** Task set **
• A. In the notes on using Alma 9 nodes at STAR, write out the passage from "1. Copies are" to "Agile, Read Poor)".
• B. What acronym do the Alma 9 notes give as a memory aid?
• C. Extend the notes on using Alma 9 nodes at STAR past their final line.

Skip to the content.

Notes on using Alma 9 nodes at STAR

Ref: @[July 14, 2025] > STAR Software Mattermost chat with link to tutorial page

Ref: @[July 14, 2025] > Jerome Tutorial on running Alma 9

Ref: @[July 14, 2025] > STAR Software Mattermost chat link to issue with STAR_ROOT not found

Ref: @[July 14, 2025] > STAR Software Mattermost chat link to fix issue with STAR_ROOT not found

Ref: @[March 24, 2026] > Singularity Paper

Ref: @[March 24, 2026] > Singularity project becomes Apptainer as it moves into the Linux Foundation, Also here on linuxfoundation.com

Ref: @[March 24, 2026] > Apptainer Github Page

Ref: @[March 24, 2026] > Apptainer Documentation

Ref: @[March 24, 2026] > Apptainer vs. Singularity
> Which linked to this where the singularity author says to use Apptainer

The information contained herein is valid as of the time of the last update, April 10, 2026 and may change as the STAR software develops

Summary

Helpful information when working in STAR nodes

Disclaimer: The following guidelines are based on my experience working in STAR and what I could find online about NFS disks and is not an “official” set of rules

  1. Copies are fast, reads are slow, when in doubt copy to scratch space ($SCRATCH) then read
    • An acronym to help you remember is CARP (Copy Agile, Read Poor)

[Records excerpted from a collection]
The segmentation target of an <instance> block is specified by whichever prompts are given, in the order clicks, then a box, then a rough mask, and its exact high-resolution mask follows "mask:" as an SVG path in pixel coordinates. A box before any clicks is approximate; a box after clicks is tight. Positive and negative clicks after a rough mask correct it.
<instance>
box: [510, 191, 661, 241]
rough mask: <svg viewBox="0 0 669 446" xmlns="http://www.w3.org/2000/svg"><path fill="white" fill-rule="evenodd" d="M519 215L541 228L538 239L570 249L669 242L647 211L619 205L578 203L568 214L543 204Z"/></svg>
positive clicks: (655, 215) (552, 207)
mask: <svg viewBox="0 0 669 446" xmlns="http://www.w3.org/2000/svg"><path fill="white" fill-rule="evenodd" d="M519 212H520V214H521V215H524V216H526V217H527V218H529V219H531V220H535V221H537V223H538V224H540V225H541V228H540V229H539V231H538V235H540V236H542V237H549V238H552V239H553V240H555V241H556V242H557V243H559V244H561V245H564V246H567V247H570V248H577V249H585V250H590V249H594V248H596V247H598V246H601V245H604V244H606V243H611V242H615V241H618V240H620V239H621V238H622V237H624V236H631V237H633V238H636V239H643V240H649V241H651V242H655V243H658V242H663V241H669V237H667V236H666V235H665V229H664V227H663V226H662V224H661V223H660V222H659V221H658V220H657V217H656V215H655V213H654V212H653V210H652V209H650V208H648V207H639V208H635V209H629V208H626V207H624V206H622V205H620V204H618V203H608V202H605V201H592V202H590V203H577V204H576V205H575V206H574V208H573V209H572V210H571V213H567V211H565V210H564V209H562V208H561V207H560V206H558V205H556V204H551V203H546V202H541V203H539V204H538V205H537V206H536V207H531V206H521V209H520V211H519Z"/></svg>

** Per-task answers **
• A.
1. Copies are fast, reads are slow, when in doubt copy to scratch space ($SCRATCH) then read
    • An acronym to help you remember is CARP (Copy Agile, Read Poor)

• B. CARP (Copy Agile, Read Poor).

• C.
    • $SCRATCH spaces are specific to a node and a file copied to $SCRATCH on one node will not be available on another
      • The same is true for $SCRATCH on condor nodes!
  2. The ls command on NFS disks will read the metadata of all files in a directory before displaying the files. This can slow down the disk and take longer to display the files in a directory with many files
    • Keep number of files in a directory small and create subdirectories as needed to reduce individual file numbers in a given directory
      • Hundreds: No issues seen
      • Thousands: Noticeably slower performance
      • Tens of thousands: Avoid or be prepared to wait a very very long time!
        • If you find yourself in this situation and need to see the files use echo command as this does not read metadata and only displays filenames
          • For instance to see all ROOT files you can echo "/path/to/*.root"
        • The output is not pretty but at least this way you can see the filenames and use mv to create subdirectories for faster file display
  3. Don’t forget you are on a shared file system and if something is working slow for you it is probably working slow for others.
    • If something is running slow ask yourself:
      i. Am I reading over a network disk or my “local” disk?
      - local disks are your home directory, and the scratch space
      - network disks are most likely everything else
      - When in doubt assume it is a network disk
      ii. Am I doing any excessive reads or writes over a network?
      - Commands like hadd open and read multiple files simultaneously and put a strain on network disks
      - If hadding many files on disk consider copying to scratch first before hadding; CARP!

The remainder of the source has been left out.